SUPPLIED RECORDS Block Start

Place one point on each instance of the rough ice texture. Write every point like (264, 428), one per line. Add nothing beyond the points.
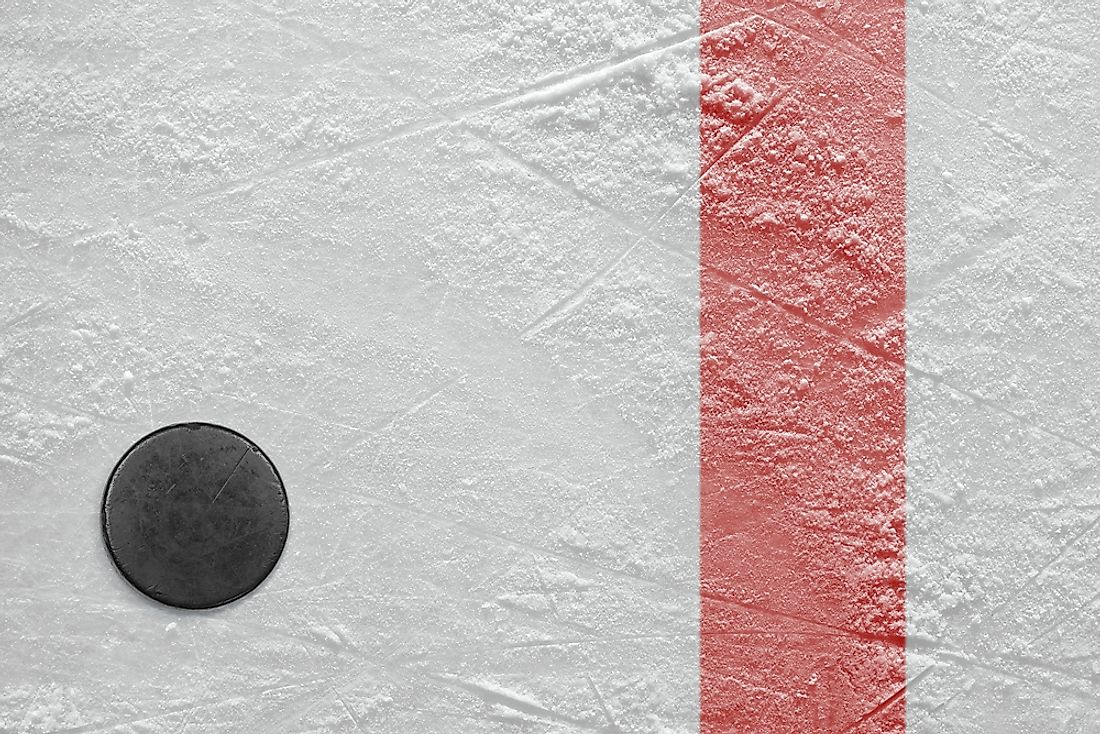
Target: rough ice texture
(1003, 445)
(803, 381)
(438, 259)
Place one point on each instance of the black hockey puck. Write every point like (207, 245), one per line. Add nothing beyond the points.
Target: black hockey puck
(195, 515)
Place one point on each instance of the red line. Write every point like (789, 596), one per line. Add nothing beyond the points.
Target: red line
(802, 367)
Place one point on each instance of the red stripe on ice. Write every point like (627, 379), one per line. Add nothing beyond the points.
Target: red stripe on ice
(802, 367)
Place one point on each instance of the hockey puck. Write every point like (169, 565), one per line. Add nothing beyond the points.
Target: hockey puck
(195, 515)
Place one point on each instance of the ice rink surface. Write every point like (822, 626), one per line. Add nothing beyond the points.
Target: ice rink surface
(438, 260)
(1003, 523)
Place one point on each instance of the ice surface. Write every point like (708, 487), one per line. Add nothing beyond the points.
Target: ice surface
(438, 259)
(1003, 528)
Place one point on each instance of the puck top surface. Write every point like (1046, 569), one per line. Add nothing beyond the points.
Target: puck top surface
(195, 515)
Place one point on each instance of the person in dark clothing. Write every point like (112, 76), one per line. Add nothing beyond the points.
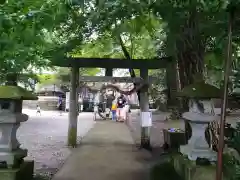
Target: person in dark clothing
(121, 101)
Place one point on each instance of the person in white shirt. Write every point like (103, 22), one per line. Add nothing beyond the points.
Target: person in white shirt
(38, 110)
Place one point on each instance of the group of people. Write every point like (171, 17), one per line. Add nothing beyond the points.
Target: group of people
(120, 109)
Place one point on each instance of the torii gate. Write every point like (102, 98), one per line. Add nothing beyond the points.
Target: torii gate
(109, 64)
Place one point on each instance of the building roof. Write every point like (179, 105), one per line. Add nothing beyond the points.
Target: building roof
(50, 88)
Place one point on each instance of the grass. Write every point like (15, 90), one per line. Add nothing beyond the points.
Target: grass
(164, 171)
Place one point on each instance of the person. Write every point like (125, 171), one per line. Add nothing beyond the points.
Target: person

SUPPLIED RECORDS Block End

[WORK ORDER]
Return the complete data unchanged and include none of the pictures.

[REPLY TO THE EXERCISE]
Place one point on each instance of the rough ice texture. Write every point like (264, 428), one per line. Add nothing beyond the points.
Target: rough ice texture
(1003, 445)
(803, 381)
(438, 259)
Place one point on each instance of the black hockey puck. Write every point like (207, 245), one per line. Add nothing beyond the points.
Target: black hockey puck
(195, 515)
Place one point on each instance of the red line. Write every point like (789, 596), one per line. Add nothing beyond the points.
Target: red line
(802, 367)
Place one point on each instance of the red stripe on ice. Write every point like (627, 379), one per line. Add nothing beyond the points.
Target: red stripe on ice
(802, 367)
Place one point on each instance of the hockey puck. Write every point like (169, 565), one per line. Add nothing beyond the points.
Target: hockey puck
(195, 515)
Place one point on each instance of the ice rink surface. Write every point like (822, 626), one per line. Add nothing beyond the points.
Target: ice rink surface
(438, 260)
(1003, 523)
Place one point on each instance of the ice surface. Write every point like (708, 487), one per line. Add nothing beyond the points.
Target: ice surface
(438, 259)
(1003, 528)
Place one point on each instance of the puck top surface. Write every point like (1046, 569), one per line. Add nothing beyond the points.
Target: puck top surface
(195, 515)
Place one point on each instance of the person in dark clothing. Write every point like (112, 76), one per line. Add nothing beyond the points.
Target: person in dark clothing
(121, 101)
Place one point on each instance of the person in white shirt. Write every point like (103, 22), one per line. Add nothing beyond the points.
Target: person in white shirt
(38, 110)
Place one point on each instance of the group of people. Write every point like (171, 17), one per line. Add nothing beyond the points.
Target: group of people
(120, 109)
Place one point on each instance of the torii gate. Write every point like (102, 98), one per line. Add nothing beyond the points.
Target: torii gate
(109, 64)
Place one point on each instance of the building roof. Write every point like (179, 105), one per line. Add nothing beyond the points.
Target: building roof
(50, 88)
Place one point on each instance of the grass. Write every point like (15, 90), one per line. Add nothing beyond the points.
Target: grass
(164, 171)
Place one point on each instance of the person. Write every point like (125, 171), one per line. Add nothing beyond the points.
Target: person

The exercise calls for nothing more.